**Data supplied:**
-*-

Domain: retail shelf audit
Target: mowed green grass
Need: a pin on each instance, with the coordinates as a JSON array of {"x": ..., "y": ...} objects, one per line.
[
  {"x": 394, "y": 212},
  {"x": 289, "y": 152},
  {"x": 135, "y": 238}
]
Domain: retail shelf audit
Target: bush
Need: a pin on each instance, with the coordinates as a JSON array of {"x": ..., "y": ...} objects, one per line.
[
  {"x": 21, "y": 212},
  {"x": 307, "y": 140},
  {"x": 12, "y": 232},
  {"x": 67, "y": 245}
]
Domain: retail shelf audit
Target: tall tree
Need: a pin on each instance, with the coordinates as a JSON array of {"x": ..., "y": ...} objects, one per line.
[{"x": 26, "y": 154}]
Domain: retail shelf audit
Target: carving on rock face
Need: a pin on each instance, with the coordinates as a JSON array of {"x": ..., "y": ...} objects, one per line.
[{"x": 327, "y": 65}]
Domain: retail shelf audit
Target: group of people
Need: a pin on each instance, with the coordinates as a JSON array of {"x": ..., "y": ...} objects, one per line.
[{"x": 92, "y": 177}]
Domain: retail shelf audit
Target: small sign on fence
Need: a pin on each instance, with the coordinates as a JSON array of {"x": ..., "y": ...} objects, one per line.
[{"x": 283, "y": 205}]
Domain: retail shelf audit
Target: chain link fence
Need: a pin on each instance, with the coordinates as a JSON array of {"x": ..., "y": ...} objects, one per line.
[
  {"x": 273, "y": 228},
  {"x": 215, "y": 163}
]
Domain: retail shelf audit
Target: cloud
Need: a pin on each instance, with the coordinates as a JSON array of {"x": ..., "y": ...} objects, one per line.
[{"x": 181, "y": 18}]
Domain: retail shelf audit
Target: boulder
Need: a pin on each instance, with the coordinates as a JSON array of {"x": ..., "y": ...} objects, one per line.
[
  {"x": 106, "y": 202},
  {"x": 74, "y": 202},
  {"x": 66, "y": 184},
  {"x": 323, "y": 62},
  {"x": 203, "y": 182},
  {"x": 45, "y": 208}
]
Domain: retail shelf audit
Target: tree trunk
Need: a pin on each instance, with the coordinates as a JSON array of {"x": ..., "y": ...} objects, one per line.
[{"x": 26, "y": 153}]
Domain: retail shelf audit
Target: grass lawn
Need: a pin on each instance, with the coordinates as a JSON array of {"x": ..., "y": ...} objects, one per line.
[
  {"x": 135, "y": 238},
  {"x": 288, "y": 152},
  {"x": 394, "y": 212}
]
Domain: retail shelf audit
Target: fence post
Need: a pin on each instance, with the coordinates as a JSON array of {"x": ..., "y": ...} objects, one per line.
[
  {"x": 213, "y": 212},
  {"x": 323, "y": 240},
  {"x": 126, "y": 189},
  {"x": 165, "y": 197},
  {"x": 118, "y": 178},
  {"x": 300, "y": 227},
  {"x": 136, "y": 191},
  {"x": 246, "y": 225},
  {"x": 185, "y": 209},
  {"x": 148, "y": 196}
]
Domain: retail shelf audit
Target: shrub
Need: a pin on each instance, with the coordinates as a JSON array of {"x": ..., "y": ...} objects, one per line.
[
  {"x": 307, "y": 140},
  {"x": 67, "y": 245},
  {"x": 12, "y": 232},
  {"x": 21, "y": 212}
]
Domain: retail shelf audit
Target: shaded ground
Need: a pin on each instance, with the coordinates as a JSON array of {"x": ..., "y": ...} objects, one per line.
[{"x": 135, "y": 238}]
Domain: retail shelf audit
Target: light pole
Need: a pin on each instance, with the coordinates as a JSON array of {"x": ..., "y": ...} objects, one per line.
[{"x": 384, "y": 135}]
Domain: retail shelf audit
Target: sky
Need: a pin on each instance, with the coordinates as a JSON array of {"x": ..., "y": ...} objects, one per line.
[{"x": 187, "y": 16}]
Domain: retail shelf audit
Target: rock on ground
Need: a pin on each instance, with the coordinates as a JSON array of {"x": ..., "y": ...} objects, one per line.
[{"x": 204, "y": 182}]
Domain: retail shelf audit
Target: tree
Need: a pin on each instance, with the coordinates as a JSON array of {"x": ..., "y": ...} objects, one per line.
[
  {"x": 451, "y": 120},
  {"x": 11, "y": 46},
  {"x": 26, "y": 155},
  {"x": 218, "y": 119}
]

-*-

**Exercise description:** Return all of the data above, keeping every line exactly as it appears.

**Your solution:**
Domain: retail shelf audit
Target: mowed green grass
Need: a pin on each instance, with the coordinates as a JSON array of {"x": ..., "y": ...} objects, one per line.
[
  {"x": 394, "y": 212},
  {"x": 289, "y": 152},
  {"x": 135, "y": 238}
]
Domain: retail shelf audit
Target: bush
Need: a pin on each instance, with the coordinates as a JSON array of {"x": ..., "y": ...} objects, one per line.
[
  {"x": 21, "y": 212},
  {"x": 307, "y": 140},
  {"x": 12, "y": 232},
  {"x": 67, "y": 245}
]
Domain: retail shelf audit
Target: tall tree
Need: a pin on each instance, with the coordinates as a JSON array of {"x": ..., "y": ...} objects, one per line.
[{"x": 26, "y": 154}]
Domain: retail shelf audit
Target: carving on rock face
Need: a pin on each instance, with the coordinates as a JSON array of {"x": ..., "y": ...} objects, one per line.
[{"x": 327, "y": 65}]
Domain: retail shelf audit
Target: group of people
Need: a pin on each instance, with the coordinates as a JSON array of {"x": ..., "y": ...} objects, one per line.
[{"x": 92, "y": 177}]
Domain: retail shelf audit
Target: small sign on fence
Need: a pin on each instance, with the coordinates as a JSON array of {"x": ..., "y": ...} objects, one per line.
[{"x": 283, "y": 205}]
Domain: retail shelf audit
Target: chain link fence
Need: a pin on each instance, with the coordinates as a JSON array of {"x": ..., "y": ...} objects, one per line.
[
  {"x": 273, "y": 228},
  {"x": 215, "y": 163}
]
Domain: retail shelf audit
Target: cloud
Need: a pin on each instance, with the coordinates as a JSON array of {"x": ..., "y": ...} objects, one per line.
[{"x": 181, "y": 18}]
Domain: retail shelf audit
Target: boulder
Need: a pin on each instance, with the coordinates as a JSON array of {"x": ..., "y": ...} objects, one per line.
[
  {"x": 106, "y": 202},
  {"x": 74, "y": 202},
  {"x": 66, "y": 184},
  {"x": 323, "y": 62},
  {"x": 203, "y": 182},
  {"x": 45, "y": 208}
]
Domain: retail shelf audit
Target: tree trunk
Need: a pin on each instance, with the coordinates as a JSON array of {"x": ..., "y": ...} objects, one per line.
[{"x": 26, "y": 153}]
Domain: retail shelf audit
Target: grass lawn
Need: a pin on each instance, with the coordinates as a JSON array of {"x": ..., "y": ...} objects, one per line.
[
  {"x": 135, "y": 238},
  {"x": 288, "y": 152},
  {"x": 394, "y": 212}
]
Domain: retail shelf audit
Target: fence post
Need: a pin on each instance, with the coordinates as a JSON array of {"x": ..., "y": ...} objects, one per line.
[
  {"x": 213, "y": 212},
  {"x": 323, "y": 240},
  {"x": 126, "y": 189},
  {"x": 165, "y": 197},
  {"x": 118, "y": 178},
  {"x": 300, "y": 227},
  {"x": 136, "y": 191},
  {"x": 246, "y": 225},
  {"x": 185, "y": 209},
  {"x": 148, "y": 196}
]
Domain: retail shelf audit
Target: shrub
Need: a pin on each instance, with the coordinates as a JSON array of {"x": ..., "y": ...} objects, one per line.
[
  {"x": 307, "y": 140},
  {"x": 67, "y": 245},
  {"x": 12, "y": 232},
  {"x": 21, "y": 212}
]
Domain: retail shelf audit
Target: shaded ground
Need: a pin on each instance, with the coordinates as a JSON array of {"x": ..., "y": ...} objects, one per line.
[{"x": 135, "y": 238}]
Domain: retail shelf audit
Target: light pole
Need: a pin on each instance, with the coordinates as a JSON array of {"x": ..., "y": ...} objects, one per line.
[{"x": 384, "y": 135}]
Domain: retail shelf audit
Target: sky
Need: a pin on each instance, with the coordinates as a JSON array of {"x": ..., "y": ...} objects, one per line.
[{"x": 187, "y": 16}]
Domain: retail shelf audit
Target: rock on ground
Need: a pin on each instance, with the coordinates as a JSON array of {"x": ..., "y": ...} objects, one per line.
[{"x": 204, "y": 182}]
Domain: retail shelf audit
Target: tree
Need: a pin on each instance, with the coordinates as a JSON array of {"x": ..., "y": ...} objects, one per line.
[
  {"x": 451, "y": 120},
  {"x": 11, "y": 46},
  {"x": 26, "y": 155},
  {"x": 218, "y": 119}
]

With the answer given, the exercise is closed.